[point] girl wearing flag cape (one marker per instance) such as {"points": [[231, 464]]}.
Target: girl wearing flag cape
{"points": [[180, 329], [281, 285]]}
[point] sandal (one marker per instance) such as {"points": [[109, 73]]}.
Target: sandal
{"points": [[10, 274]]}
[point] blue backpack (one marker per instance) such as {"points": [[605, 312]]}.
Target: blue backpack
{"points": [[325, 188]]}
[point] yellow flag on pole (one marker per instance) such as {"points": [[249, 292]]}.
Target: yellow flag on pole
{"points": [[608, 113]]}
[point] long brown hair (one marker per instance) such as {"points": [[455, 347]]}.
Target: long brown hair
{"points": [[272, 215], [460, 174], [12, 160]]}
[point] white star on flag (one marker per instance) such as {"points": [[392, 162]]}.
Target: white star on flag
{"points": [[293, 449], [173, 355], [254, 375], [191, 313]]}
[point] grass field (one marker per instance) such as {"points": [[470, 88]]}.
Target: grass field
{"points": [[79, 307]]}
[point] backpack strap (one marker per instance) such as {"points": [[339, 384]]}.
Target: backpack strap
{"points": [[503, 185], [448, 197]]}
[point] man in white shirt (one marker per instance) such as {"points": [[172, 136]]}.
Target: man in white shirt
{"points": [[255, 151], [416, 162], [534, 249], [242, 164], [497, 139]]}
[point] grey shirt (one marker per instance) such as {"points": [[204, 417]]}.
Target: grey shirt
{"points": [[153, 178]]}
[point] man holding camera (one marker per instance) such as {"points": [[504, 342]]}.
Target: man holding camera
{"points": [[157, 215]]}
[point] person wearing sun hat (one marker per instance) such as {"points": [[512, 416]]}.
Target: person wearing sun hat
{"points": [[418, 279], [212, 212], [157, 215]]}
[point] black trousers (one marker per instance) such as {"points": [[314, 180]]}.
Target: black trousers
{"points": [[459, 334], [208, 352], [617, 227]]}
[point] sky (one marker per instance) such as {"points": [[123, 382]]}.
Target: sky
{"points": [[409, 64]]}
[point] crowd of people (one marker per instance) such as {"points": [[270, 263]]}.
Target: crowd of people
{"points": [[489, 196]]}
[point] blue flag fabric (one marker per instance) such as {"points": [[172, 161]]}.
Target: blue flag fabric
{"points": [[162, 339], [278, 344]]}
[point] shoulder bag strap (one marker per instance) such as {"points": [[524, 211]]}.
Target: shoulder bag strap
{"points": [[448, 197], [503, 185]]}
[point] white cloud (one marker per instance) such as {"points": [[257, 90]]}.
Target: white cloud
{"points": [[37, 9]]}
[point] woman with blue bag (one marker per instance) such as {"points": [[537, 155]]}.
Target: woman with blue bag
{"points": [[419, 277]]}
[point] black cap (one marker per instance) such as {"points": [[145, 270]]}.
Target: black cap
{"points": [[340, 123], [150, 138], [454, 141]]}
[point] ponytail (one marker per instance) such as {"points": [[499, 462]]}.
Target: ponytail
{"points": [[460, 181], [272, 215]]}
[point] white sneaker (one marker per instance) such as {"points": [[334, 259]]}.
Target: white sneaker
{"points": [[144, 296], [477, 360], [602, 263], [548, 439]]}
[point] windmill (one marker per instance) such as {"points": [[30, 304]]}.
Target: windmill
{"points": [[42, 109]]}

__________

* [Exercise] Return the listing above in full, character for character.

* [Exercise response]
[point] girl wearing flag cape (one marker per instance) such as {"points": [[231, 464]]}.
Target: girl wearing flag cape
{"points": [[180, 329], [281, 285]]}
[point] sandal (one marker per instance) such as {"points": [[109, 73]]}.
Target: sandal
{"points": [[10, 274]]}
[point] blue backpack (one marker per instance) such as {"points": [[605, 312]]}.
Target: blue backpack
{"points": [[325, 188]]}
[point] yellow flag on pole (one marker per instance) such as {"points": [[249, 292]]}.
Target: yellow flag on pole
{"points": [[608, 113]]}
[point] long brown hair (one marker per instance) such as {"points": [[455, 347]]}.
Target: long brown hair
{"points": [[272, 215], [460, 174], [12, 160]]}
[point] white star on flag (one marker per instance) such as {"points": [[392, 162]]}.
Target: white star on flag
{"points": [[293, 449], [173, 355], [254, 375], [191, 313]]}
[point] grass field (one marker per instance) such as {"points": [[470, 88]]}.
Target: grass field
{"points": [[79, 307]]}
[point] backpack strap (one marker per instance) such as {"points": [[339, 384]]}.
Target: backpack strap
{"points": [[503, 185], [448, 197]]}
[point] man in white shirt (one marker per instance) such as {"points": [[172, 136]]}.
Target: man in white shirt
{"points": [[255, 151], [416, 162], [534, 249], [242, 164], [497, 139]]}
[point] grey shirt (one marker per instance) such as {"points": [[204, 417]]}.
Target: grey shirt
{"points": [[153, 178]]}
[point] man holding camera (one marker per instance) such as {"points": [[504, 342]]}.
Target: man holding camera
{"points": [[157, 215]]}
[point] person wearing sun hat (one marker per instance) such as {"points": [[512, 416]]}.
Target: person wearing sun hat
{"points": [[418, 279], [212, 212], [157, 215]]}
[point] black trousers (one marker per instance) such as {"points": [[314, 180]]}.
Target: black trousers
{"points": [[459, 334], [208, 352], [617, 227]]}
[point] sky (one marker per instance) such as {"points": [[123, 382]]}.
Target: sky
{"points": [[409, 64]]}
[point] crowd of people (one marker per instance) such as {"points": [[270, 263]]}.
Target: crowd of people
{"points": [[489, 196]]}
[point] blue flag fabric (one marker per instance) such as {"points": [[172, 161]]}.
Target: blue flag fabric
{"points": [[162, 339], [278, 344]]}
[point] shoulder bag strap (one marker per instance) such as {"points": [[524, 211]]}.
Target: shoulder bag strap
{"points": [[448, 197], [503, 185]]}
[point] white cloud (one marker per instance) such as {"points": [[257, 90]]}.
Target: white cloud
{"points": [[37, 9]]}
[point] woman with blue bag (one marker per instance) such as {"points": [[537, 155]]}.
Target: woman with blue bag
{"points": [[419, 277]]}
[point] black cap (one marker per instance) such as {"points": [[145, 270]]}.
Target: black cap
{"points": [[340, 123], [150, 138], [454, 141]]}
[point] ponytail (one marker per instance) such as {"points": [[499, 462]]}.
Target: ponytail
{"points": [[460, 181], [272, 215]]}
[point] white sneaker (one marker per instance) such as {"points": [[334, 259]]}.
Target: white sneaker
{"points": [[144, 296], [477, 360], [602, 263], [548, 439]]}
[point] windmill (one marker per instance) such as {"points": [[30, 304]]}.
Target: windmill
{"points": [[42, 109]]}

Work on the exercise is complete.